----- Information shown -----
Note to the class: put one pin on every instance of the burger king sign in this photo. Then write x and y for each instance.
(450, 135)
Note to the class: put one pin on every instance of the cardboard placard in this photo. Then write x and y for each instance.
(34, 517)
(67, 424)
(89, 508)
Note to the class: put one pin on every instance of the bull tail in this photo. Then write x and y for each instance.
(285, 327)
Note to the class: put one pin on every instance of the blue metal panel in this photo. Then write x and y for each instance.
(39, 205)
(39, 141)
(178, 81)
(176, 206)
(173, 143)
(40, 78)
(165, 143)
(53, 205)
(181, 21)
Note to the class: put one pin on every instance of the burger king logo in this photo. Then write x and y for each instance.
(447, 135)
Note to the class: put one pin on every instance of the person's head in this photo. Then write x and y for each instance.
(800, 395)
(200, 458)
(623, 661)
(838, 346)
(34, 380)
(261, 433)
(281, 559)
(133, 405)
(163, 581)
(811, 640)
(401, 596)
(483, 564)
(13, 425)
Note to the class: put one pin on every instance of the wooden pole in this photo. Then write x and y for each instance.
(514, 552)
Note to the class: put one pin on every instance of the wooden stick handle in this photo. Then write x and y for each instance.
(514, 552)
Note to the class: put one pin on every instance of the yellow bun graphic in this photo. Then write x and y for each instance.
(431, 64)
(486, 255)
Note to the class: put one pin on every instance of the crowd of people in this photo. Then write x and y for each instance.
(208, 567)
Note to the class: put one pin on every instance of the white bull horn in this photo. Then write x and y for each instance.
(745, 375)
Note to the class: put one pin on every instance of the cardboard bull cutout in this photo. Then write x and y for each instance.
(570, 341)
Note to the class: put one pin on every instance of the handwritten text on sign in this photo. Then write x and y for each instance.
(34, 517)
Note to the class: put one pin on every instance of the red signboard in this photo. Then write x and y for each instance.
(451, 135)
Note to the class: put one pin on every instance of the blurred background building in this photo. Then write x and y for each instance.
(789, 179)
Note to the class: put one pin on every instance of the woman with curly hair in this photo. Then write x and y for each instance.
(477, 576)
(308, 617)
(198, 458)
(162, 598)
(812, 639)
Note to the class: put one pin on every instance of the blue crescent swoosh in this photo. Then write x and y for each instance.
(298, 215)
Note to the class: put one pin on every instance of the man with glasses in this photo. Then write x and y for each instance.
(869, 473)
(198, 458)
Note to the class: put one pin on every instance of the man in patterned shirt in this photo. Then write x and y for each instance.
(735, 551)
-----
Task details → Reproduce every line above word for word, with nothing added, dropped, or changed.

Answer for this exercise →
Note to the class: put one pin on every instance of the burger king sign in this photo. Then write x and y for each instance.
(450, 135)
Note to the class: put one pin on every instance of the cardboard placard in this photo. Then write x and y for each instance.
(34, 517)
(67, 424)
(89, 508)
Note to the class: put one pin on every instance of the bull tail in this photo. Then write x and y for each instance.
(285, 327)
Note to the class: put one pin on every instance of the blue metal panel in this photo. Then write x and y for each instance.
(39, 205)
(39, 141)
(178, 81)
(176, 206)
(173, 143)
(40, 78)
(165, 143)
(53, 205)
(181, 21)
Note to the class: put one pin on every instance of the burger king logo in this photo. Then write x and y for each instance.
(447, 135)
Note to the class: put one pin on every instance of the person's head in this photo. Then write x and y for each instance.
(800, 395)
(200, 458)
(623, 661)
(838, 346)
(34, 380)
(261, 433)
(281, 559)
(133, 405)
(163, 581)
(811, 640)
(401, 596)
(483, 564)
(13, 425)
Note to the class: put one pin on every instance of the wooden pole in this photo. Then write x and y for each instance.
(514, 552)
Note to the class: put one pin on every instance of the wooden stick handle in this photo. Then write x and y for each instance.
(514, 552)
Note to the class: put one pin on every instance of the yellow bun graphic in this photo. Then write x and y for each instance.
(431, 64)
(486, 255)
Note to the class: put one pin on every instance of the crowd of people in this photo. Then write x and y for each instance.
(208, 567)
Note to the class: put one pin on every instance of the white bull horn in this photo. Then write x and y for each instance.
(745, 375)
Note to the class: put one pin on every instance of the cardboard bull cutout in this photo. Then write x and y for each instance.
(570, 341)
Note to the class: put one pin on every instance of the handwritten text on sign in this photo. Then write x and y for each instance.
(34, 517)
Note to the class: put one pin on every instance of the red signboard in this photo. Then write x and y for each instance.
(451, 135)
Note to the class: put one pin on every instance of the blurred background building in this photo. Then write x and y for each instance.
(789, 179)
Note to the class: put one pin on every instance of the woman with curly hair in this photo. Then write x and y for each instance.
(477, 576)
(308, 617)
(198, 458)
(162, 598)
(812, 639)
Note to the class: put one pin on every instance of the blue crescent swoosh in this photo. Then write x and y for each instance.
(298, 215)
Note to the class: put one pin on every instance of the man with glasses in this photo. Then write x and y for each instance.
(869, 473)
(198, 458)
Note to the class: put one pin on every instance of the man in patterned shirt in this photo. Then write x and y for each instance.
(735, 551)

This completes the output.